
      1. Hi Jon. I grew up in rural America, a small town of 4,500 in Eastern Colorado for 14 years and attended high school in Western Colorado in a town of about 5,000. I was also in law enforcement in a small town for three years, as well as currently living in a small town. I am intimately familiar with rural America in all its facets.
        Unfortunately, racism is a hallmark of rural America that I can see, as a minority, while you will be completely unaware of it most of the time. The following in the stores, not making eye-contact, harassment by police, mean looks, slow service (although that is often a part of rural America for anyone), redlining, etc., etc. That’s the insidiousness of racism; it’s often only apparent to those it affects. You yourself said that you had no clue, until George Floyd, what exactly people of color go through in this country.
        The people that have helped you with your life in Vermont, likely, would not jump to help me or my family. I say this from decades of experience in rural America.

[Records from a collection]

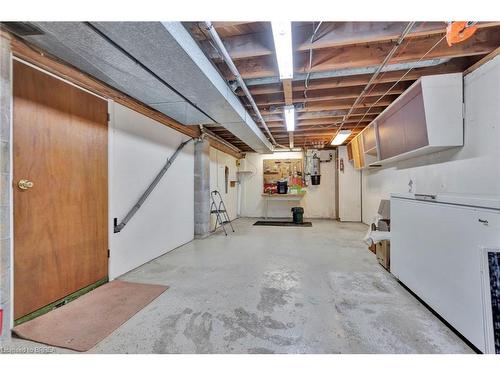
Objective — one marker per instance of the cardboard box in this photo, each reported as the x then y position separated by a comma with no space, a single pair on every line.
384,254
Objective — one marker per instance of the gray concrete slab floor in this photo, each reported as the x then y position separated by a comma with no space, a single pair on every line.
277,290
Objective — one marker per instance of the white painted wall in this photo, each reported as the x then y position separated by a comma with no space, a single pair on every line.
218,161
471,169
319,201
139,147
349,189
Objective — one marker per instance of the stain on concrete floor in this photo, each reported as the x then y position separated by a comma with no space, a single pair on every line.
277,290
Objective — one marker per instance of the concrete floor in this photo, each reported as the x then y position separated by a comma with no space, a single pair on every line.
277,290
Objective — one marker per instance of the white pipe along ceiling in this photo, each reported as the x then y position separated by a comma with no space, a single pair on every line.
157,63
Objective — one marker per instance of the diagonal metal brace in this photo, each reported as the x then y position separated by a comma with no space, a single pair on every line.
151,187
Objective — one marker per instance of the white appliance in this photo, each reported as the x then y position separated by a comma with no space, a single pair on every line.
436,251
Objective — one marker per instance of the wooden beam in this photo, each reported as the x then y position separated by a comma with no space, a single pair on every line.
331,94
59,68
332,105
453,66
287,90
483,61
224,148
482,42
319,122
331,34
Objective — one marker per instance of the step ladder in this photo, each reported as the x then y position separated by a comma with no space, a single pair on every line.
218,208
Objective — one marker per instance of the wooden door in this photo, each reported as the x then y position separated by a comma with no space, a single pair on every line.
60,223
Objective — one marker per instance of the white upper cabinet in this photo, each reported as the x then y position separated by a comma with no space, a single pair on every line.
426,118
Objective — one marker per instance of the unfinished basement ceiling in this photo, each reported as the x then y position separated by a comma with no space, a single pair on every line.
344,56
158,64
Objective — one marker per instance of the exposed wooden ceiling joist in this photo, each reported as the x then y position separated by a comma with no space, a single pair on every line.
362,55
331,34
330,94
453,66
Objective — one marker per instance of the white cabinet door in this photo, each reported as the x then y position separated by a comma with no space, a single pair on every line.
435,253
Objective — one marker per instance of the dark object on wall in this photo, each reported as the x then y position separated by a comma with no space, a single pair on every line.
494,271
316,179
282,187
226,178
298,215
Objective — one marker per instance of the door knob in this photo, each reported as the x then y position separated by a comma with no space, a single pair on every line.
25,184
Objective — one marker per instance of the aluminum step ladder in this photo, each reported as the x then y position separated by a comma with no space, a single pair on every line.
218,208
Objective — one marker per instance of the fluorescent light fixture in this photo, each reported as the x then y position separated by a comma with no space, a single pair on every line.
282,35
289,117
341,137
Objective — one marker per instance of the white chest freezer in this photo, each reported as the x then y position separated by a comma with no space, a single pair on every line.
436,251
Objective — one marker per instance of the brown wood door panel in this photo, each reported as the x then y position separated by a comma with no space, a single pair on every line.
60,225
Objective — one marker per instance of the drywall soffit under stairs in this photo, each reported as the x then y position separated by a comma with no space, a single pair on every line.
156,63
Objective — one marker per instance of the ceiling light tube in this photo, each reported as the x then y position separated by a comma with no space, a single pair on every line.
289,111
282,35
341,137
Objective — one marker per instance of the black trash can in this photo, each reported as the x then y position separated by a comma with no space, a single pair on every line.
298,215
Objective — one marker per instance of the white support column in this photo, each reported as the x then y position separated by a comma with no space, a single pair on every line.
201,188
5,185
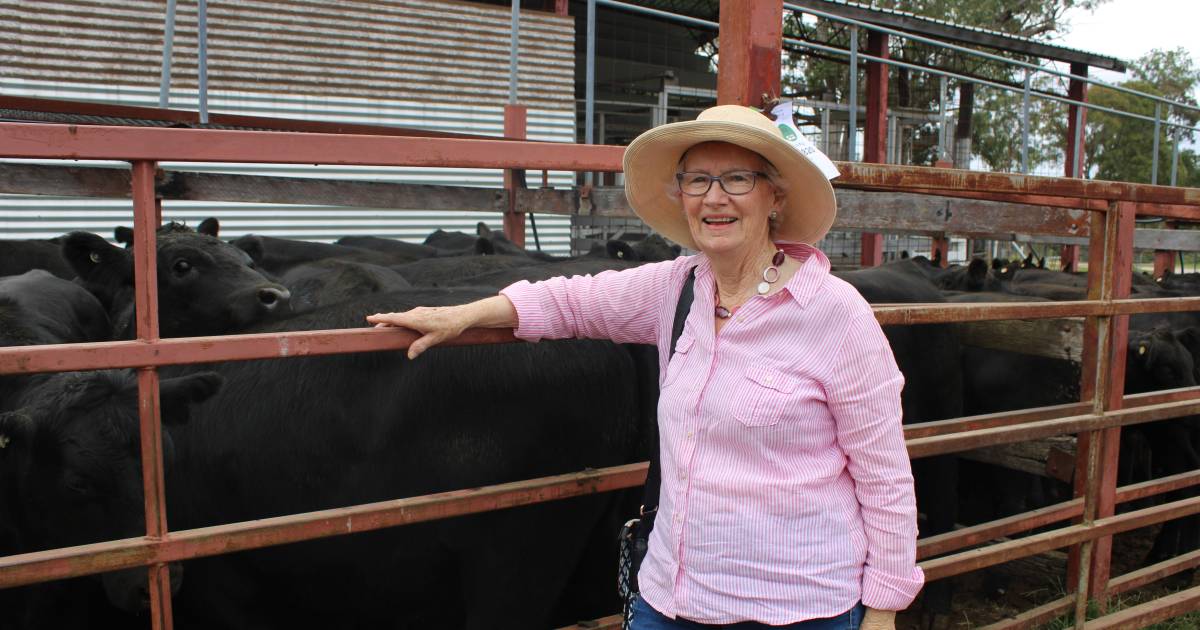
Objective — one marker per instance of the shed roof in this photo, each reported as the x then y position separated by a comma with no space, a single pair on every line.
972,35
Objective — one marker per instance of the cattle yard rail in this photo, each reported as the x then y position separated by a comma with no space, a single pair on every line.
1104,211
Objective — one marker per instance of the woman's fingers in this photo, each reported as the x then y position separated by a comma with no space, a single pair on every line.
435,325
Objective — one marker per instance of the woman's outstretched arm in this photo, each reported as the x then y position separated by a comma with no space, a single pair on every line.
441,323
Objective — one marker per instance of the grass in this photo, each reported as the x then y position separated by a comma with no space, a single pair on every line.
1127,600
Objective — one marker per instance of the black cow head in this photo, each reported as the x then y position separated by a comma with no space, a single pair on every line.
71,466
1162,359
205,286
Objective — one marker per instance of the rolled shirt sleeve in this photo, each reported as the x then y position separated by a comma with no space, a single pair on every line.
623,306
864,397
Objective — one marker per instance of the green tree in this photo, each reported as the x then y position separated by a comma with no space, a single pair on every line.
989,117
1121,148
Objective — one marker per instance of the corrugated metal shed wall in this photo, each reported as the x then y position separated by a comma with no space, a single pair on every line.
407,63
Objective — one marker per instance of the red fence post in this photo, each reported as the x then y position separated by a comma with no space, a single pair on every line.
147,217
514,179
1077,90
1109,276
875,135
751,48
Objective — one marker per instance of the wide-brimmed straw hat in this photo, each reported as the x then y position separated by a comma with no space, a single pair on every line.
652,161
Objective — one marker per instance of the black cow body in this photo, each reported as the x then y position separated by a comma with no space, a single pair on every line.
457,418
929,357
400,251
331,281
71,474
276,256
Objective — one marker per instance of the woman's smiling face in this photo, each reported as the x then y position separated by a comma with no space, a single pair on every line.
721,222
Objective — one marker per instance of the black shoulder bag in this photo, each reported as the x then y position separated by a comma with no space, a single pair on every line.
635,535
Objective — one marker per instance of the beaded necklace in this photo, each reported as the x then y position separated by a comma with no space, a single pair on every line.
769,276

...

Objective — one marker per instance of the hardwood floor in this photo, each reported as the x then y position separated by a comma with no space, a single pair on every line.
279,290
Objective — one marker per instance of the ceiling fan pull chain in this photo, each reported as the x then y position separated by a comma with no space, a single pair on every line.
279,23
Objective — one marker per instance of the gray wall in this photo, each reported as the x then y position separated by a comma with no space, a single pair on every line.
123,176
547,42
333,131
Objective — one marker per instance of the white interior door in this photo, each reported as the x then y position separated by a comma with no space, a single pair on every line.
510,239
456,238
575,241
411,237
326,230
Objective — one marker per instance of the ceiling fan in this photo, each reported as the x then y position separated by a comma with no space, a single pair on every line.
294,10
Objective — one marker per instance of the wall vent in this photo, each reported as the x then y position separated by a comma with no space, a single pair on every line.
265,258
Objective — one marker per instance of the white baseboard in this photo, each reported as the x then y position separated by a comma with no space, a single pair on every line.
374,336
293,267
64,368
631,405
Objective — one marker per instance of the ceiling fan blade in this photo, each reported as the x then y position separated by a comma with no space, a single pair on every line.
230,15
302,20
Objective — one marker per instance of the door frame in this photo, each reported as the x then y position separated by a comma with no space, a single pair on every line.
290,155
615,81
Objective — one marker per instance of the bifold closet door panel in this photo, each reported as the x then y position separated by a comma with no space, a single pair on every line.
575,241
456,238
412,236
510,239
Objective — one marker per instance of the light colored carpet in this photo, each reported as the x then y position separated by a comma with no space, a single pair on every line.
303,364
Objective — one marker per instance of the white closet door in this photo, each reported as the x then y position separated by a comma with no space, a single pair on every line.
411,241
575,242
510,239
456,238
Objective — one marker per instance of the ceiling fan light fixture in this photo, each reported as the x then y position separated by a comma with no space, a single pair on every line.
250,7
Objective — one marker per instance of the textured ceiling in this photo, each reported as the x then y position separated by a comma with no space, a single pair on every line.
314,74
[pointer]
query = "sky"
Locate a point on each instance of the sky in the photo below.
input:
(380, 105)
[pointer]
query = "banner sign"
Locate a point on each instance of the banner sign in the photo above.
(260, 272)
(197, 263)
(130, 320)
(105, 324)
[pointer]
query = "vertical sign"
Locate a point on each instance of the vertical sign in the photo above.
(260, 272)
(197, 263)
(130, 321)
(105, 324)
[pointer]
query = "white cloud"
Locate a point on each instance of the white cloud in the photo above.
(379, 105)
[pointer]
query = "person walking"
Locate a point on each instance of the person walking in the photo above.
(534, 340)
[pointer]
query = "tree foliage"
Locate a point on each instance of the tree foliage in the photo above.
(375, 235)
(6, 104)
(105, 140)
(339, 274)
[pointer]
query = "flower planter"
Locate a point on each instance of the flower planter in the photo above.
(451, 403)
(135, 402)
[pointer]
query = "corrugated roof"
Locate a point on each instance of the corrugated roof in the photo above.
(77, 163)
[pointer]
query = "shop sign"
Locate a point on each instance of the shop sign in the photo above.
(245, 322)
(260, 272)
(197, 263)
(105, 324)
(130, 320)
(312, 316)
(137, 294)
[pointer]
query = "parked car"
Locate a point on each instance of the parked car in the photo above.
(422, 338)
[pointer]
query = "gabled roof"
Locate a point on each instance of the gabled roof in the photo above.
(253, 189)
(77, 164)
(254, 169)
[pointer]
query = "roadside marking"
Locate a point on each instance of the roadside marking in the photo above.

--

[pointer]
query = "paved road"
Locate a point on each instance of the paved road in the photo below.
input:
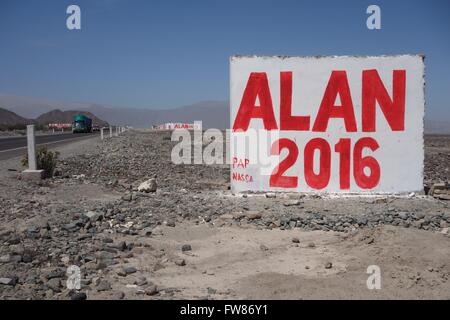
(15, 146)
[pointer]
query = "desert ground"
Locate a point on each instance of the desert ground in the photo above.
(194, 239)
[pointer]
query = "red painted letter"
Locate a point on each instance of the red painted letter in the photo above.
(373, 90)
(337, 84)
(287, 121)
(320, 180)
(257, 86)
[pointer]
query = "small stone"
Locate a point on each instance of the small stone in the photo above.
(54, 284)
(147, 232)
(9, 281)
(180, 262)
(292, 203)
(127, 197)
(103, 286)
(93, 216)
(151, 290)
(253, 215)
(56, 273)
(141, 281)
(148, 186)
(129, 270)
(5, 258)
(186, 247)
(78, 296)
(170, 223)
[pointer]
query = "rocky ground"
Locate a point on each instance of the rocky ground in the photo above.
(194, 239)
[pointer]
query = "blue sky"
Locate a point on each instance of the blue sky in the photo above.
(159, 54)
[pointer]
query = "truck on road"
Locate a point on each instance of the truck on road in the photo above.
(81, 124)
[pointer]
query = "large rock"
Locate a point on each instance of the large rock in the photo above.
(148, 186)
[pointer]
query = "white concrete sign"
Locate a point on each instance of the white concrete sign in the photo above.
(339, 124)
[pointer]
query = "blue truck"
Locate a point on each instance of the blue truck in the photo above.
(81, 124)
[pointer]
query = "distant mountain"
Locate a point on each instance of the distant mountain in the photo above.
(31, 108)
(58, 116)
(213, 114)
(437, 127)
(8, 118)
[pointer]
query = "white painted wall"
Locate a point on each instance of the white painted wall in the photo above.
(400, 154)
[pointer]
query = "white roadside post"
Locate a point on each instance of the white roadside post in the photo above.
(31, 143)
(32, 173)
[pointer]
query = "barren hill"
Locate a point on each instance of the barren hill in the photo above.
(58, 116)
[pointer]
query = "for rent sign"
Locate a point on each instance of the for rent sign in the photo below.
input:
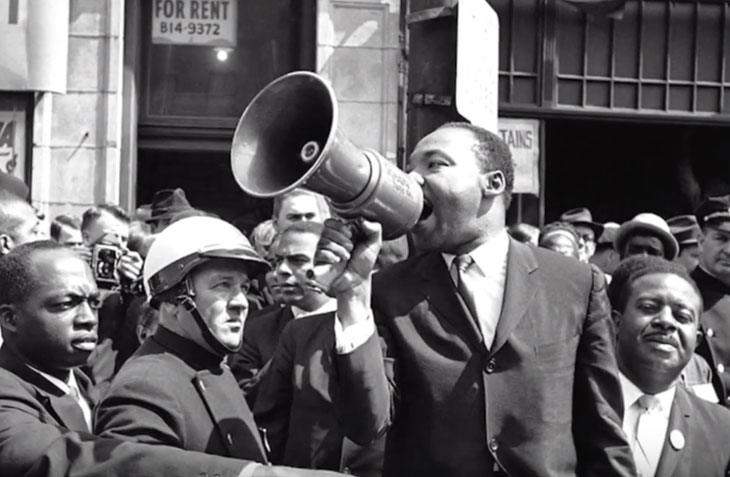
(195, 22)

#### [YOUR OBJECTIVE]
Reproduce the full text about racism in rural America word for word, with nothing left out or changed. Work only from the text about rural America.

#### [THE ANSWER]

      1. Hi Jon. I grew up in rural America, a small town of 4,500 in Eastern Colorado for 14 years and attended high school in Western Colorado in a town of about 5,000. I was also in law enforcement in a small town for three years, as well as currently living in a small town. I am intimately familiar with rural America in all its facets.
        Unfortunately, racism is a hallmark of rural America that I can see, as a minority, while you will be completely unaware of it most of the time. The following in the stores, not making eye-contact, harassment by police, mean looks, slow service (although that is often a part of rural America for anyone), redlining, etc., etc. That’s the insidiousness of racism; it’s often only apparent to those it affects. You yourself said that you had no clue, until George Floyd, what exactly people of color go through in this country.
        The people that have helped you with your life in Vermont, likely, would not jump to help me or my family. I say this from decades of experience in rural America.